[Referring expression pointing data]
# # # # #

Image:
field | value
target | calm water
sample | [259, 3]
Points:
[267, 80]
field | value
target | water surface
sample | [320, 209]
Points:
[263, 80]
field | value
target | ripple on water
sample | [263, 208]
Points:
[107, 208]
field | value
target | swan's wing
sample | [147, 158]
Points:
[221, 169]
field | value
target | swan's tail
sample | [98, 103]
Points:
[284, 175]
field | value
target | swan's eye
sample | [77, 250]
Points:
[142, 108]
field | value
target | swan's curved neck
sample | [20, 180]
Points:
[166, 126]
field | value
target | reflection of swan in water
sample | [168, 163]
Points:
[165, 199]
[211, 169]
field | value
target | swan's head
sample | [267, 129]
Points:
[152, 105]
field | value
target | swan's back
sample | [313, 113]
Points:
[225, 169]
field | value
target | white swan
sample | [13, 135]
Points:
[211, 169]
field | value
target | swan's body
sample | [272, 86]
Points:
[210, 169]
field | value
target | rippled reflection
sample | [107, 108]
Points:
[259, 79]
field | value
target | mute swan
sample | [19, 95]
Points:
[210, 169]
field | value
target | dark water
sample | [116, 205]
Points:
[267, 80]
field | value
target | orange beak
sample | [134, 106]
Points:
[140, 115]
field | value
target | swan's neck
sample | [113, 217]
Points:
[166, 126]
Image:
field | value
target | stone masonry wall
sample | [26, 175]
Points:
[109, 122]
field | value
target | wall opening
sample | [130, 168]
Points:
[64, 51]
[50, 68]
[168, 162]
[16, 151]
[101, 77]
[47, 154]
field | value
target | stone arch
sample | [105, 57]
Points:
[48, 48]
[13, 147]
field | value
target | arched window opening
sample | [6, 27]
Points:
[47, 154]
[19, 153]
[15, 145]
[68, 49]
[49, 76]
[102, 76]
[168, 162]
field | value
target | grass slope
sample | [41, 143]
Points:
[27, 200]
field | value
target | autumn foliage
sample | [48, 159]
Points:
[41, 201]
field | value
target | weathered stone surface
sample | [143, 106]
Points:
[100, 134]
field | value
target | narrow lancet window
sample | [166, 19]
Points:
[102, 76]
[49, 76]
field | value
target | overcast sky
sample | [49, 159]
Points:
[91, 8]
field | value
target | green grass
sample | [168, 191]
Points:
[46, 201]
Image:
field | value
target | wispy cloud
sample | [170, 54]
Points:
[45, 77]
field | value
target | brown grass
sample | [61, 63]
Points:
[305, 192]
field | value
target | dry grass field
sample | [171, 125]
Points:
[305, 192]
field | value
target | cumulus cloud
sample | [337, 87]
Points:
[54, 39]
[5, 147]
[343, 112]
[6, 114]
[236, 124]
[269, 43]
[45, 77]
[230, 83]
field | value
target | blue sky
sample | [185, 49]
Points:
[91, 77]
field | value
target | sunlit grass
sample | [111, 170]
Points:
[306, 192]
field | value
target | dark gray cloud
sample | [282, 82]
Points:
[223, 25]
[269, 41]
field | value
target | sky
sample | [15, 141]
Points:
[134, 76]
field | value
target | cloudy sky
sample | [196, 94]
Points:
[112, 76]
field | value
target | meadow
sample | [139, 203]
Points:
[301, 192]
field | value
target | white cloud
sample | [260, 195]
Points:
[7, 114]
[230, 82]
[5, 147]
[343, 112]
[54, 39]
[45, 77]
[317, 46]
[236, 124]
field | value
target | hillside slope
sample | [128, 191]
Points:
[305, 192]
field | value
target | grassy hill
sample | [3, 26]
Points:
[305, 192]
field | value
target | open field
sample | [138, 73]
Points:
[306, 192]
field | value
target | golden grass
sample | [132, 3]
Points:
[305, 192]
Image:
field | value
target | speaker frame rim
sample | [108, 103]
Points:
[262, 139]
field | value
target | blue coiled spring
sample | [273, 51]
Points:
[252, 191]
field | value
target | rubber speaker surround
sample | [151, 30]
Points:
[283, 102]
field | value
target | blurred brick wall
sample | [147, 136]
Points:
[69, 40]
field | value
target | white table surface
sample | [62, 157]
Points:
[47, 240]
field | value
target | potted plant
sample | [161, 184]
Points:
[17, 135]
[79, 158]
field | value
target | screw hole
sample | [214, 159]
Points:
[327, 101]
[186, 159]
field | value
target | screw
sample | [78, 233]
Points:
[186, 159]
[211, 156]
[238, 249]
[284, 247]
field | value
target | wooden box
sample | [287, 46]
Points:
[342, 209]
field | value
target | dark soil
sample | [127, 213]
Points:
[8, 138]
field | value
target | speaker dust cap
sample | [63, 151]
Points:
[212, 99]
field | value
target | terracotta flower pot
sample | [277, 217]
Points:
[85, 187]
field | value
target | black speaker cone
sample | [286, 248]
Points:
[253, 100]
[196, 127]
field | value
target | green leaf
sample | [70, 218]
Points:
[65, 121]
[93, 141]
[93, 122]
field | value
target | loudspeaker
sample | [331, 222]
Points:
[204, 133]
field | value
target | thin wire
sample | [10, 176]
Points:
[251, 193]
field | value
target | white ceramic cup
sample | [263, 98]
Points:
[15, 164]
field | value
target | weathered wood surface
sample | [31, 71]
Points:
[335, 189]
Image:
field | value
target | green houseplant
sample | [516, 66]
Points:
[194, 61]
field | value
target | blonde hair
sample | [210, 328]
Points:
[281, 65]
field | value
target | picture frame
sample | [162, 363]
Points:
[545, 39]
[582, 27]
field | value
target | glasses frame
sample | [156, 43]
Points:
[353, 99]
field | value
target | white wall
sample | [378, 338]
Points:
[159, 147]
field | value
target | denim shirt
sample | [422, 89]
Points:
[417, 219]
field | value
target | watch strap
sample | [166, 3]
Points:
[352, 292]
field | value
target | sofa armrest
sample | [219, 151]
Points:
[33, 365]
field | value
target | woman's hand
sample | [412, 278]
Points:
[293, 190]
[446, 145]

# # # # #

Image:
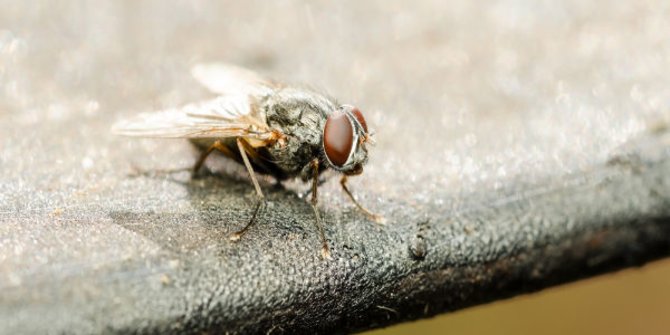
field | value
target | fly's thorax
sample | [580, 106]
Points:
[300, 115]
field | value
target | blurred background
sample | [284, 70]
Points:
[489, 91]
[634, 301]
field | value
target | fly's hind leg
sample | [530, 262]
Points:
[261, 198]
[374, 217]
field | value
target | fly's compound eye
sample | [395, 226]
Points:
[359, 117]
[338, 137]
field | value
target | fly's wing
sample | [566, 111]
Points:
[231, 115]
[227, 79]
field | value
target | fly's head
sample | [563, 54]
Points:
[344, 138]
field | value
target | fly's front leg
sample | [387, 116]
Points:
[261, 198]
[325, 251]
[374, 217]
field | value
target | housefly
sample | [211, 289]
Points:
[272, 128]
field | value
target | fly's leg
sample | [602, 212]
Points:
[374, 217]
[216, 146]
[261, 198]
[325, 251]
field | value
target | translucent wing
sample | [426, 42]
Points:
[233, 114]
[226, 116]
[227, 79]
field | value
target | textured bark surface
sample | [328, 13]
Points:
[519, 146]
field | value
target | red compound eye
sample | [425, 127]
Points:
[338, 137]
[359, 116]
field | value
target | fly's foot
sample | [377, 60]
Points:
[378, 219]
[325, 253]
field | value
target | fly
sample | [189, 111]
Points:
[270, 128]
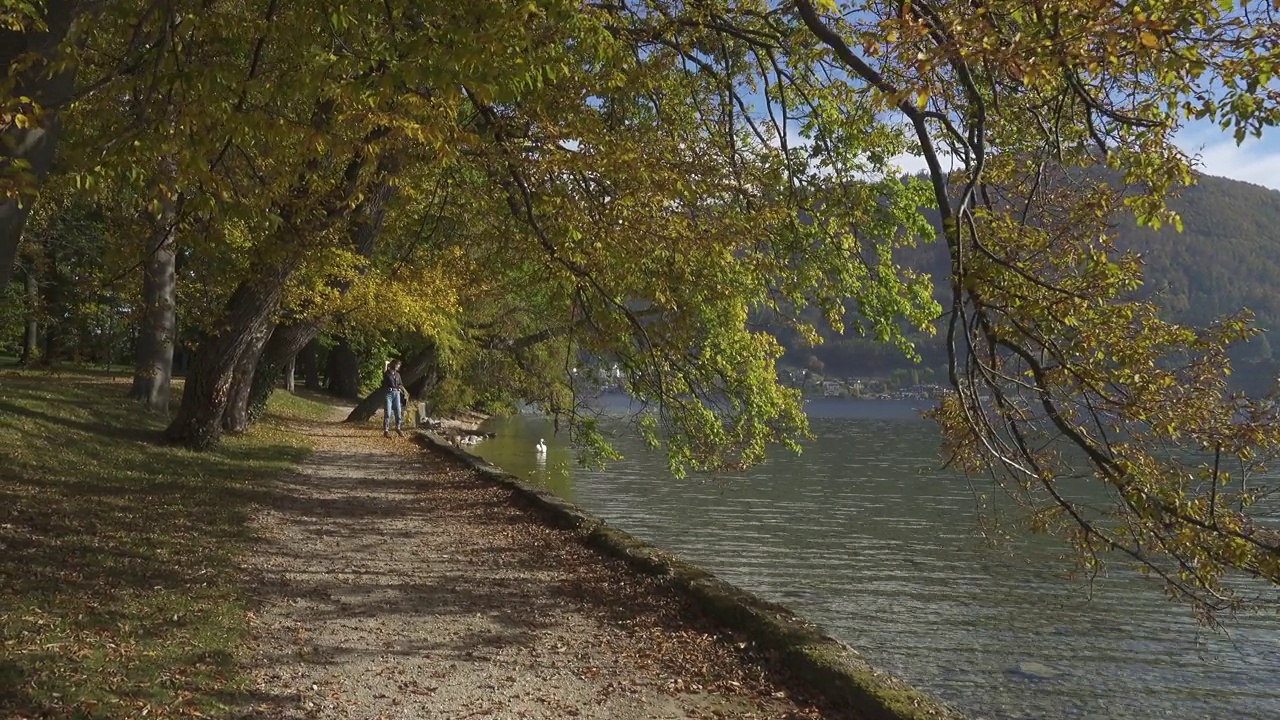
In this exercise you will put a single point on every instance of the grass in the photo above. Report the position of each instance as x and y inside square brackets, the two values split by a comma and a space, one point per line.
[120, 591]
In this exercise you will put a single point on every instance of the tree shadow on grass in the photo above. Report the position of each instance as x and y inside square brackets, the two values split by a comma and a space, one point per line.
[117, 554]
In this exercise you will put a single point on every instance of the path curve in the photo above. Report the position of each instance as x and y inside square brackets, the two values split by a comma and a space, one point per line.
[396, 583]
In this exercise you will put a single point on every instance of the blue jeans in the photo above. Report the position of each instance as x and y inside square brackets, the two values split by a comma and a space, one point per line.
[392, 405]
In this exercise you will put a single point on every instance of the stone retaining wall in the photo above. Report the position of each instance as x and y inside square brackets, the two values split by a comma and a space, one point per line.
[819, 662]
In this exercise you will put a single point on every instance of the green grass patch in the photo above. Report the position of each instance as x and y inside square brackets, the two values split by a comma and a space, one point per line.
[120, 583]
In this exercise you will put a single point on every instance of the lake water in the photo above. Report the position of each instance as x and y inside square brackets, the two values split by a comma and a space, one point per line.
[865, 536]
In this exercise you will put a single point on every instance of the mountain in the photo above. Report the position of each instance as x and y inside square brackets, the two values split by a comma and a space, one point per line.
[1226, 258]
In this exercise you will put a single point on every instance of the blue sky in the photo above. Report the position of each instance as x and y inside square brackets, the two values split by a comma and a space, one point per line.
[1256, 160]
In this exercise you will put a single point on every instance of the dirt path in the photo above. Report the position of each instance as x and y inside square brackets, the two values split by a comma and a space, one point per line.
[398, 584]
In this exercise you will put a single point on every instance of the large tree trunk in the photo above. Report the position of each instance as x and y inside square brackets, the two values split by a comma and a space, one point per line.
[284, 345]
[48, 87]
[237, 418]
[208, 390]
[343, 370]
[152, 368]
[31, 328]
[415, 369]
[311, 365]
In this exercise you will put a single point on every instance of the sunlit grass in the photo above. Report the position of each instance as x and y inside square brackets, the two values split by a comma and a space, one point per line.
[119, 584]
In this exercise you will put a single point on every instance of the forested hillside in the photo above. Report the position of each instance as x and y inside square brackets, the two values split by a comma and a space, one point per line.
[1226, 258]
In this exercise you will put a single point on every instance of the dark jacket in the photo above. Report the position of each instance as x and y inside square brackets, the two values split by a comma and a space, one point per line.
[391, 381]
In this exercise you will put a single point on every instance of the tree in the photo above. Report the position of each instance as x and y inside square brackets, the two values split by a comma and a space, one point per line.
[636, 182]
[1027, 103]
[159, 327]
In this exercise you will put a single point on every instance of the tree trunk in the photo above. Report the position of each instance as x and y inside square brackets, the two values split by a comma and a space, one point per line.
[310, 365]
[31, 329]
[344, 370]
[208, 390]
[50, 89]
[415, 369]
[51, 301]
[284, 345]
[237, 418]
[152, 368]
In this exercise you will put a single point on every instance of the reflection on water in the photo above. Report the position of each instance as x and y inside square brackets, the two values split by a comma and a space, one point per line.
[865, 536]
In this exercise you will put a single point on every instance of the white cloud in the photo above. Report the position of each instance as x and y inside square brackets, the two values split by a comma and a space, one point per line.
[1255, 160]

# # # # #

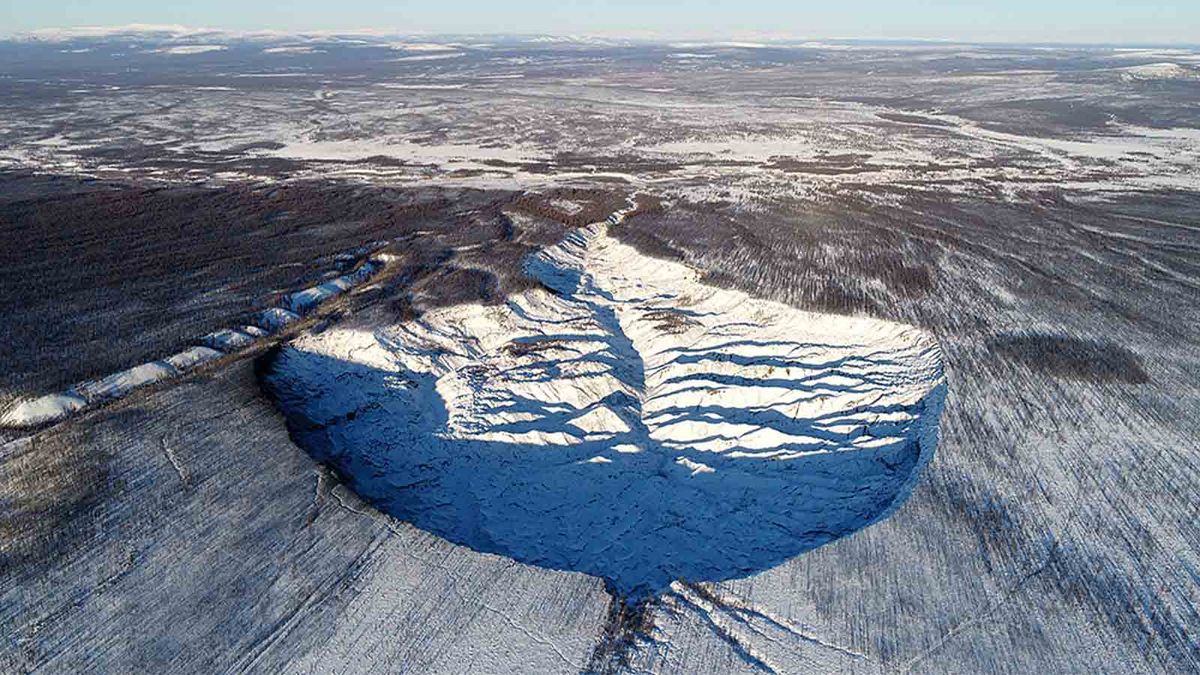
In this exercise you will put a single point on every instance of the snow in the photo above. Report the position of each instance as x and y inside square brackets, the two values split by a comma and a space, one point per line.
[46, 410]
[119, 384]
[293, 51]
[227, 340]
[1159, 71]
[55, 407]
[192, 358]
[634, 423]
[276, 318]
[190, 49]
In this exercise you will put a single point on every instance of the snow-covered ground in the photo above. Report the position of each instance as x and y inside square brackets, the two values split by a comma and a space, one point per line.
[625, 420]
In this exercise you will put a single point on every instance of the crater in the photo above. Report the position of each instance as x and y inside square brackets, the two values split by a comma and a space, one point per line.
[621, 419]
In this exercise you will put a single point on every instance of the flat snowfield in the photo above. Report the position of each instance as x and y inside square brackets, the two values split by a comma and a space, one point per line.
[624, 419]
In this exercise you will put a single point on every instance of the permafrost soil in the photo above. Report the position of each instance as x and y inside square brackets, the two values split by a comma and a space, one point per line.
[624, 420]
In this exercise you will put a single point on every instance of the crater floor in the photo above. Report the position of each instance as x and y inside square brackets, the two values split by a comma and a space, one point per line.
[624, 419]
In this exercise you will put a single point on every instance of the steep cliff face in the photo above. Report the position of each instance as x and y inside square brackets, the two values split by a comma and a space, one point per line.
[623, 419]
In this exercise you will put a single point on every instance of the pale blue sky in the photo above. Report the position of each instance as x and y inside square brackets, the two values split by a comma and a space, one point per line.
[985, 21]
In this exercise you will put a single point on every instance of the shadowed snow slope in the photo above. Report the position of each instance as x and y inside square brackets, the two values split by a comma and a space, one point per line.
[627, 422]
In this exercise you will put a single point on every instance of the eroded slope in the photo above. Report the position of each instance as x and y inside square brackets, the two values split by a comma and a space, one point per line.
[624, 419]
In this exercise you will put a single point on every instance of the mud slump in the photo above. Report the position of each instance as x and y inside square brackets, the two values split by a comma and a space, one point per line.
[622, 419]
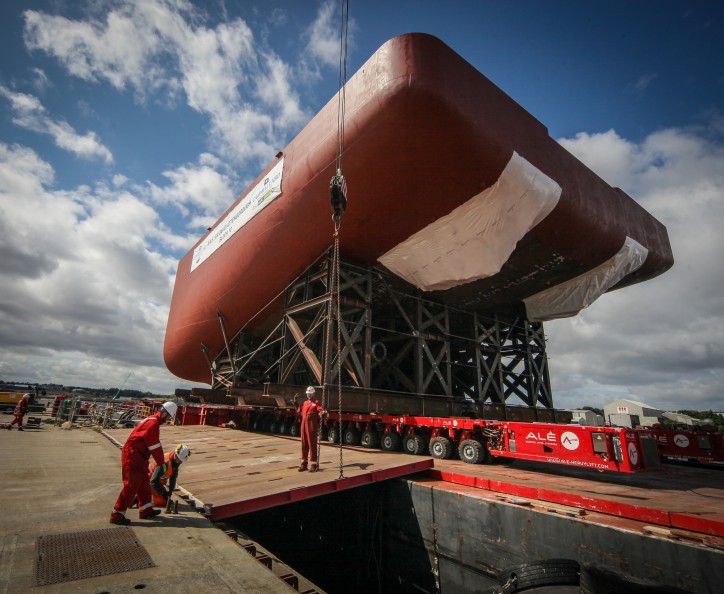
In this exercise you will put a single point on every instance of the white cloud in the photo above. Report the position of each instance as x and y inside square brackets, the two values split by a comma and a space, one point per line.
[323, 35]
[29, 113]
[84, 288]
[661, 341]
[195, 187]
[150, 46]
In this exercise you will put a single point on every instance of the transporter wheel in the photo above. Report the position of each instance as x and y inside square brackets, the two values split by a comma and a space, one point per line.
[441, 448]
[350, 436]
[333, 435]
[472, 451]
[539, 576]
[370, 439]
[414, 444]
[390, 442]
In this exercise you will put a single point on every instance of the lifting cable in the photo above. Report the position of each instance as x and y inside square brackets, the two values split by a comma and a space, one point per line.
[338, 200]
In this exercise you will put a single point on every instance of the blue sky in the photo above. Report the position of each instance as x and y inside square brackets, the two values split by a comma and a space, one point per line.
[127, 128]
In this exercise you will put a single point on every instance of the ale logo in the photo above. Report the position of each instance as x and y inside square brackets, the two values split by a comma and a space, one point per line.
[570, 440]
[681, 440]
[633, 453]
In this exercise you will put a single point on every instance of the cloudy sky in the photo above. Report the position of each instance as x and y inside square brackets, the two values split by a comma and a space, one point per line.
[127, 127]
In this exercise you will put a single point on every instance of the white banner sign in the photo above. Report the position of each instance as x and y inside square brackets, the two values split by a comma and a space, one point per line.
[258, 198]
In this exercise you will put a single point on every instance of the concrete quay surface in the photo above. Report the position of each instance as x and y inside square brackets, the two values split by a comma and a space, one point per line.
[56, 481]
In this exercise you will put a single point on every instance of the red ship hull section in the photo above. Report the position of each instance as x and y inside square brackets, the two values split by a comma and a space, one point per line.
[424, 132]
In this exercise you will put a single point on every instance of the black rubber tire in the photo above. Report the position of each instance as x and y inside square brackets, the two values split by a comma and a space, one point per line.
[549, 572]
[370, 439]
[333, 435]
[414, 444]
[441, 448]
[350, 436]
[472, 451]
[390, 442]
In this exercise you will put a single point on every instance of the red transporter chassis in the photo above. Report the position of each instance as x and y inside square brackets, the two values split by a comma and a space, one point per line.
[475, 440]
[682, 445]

# # # # #

- [AIM OF THE EXERCISE] Every line of the records above where the string "opening" is found should be copied.

- [RESPONSE TO THE EXERCISE]
target | wall opening
target | arched window opening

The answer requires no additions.